--- START TASK INPUTS ---

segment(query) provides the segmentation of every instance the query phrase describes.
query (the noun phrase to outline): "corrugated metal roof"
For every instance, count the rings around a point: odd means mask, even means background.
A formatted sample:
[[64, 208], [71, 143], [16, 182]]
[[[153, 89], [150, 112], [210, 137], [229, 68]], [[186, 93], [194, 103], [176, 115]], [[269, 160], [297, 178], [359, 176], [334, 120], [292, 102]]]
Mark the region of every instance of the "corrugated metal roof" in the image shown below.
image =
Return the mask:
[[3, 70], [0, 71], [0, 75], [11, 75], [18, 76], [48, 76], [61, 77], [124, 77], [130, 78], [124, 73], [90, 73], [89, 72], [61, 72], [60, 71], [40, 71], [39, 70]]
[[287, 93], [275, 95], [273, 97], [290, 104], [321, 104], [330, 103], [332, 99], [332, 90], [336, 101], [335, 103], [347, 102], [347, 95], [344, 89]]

--- END TASK INPUTS ---

GIVEN EXERCISE: Please rewrite the rows above with "corrugated metal roof" replaced by "shingled roof" wherever it occurs, keeping everything else the same.

TASK ANSWER:
segment(query) provides the segmentation of every instance the query phrase describes.
query (the noun phrase to outline): "shingled roof"
For every instance, count the rings around a point: odd means mask, even means background.
A formatted sample:
[[64, 208], [71, 143], [16, 182]]
[[[153, 89], [150, 112], [210, 137], [229, 68]], [[186, 93], [194, 103], [176, 115]], [[269, 160], [297, 178], [359, 176], [334, 120], [292, 102]]]
Mark the region of every instance of the "shingled roof" in the image shown below.
image =
Return the mask:
[[3, 70], [0, 71], [0, 75], [11, 75], [18, 76], [48, 76], [61, 77], [124, 77], [130, 78], [124, 73], [90, 73], [89, 72], [61, 72], [60, 71], [40, 71], [39, 70]]
[[287, 93], [275, 95], [273, 97], [290, 104], [321, 104], [330, 103], [332, 99], [332, 90], [336, 101], [335, 103], [347, 102], [347, 95], [344, 89]]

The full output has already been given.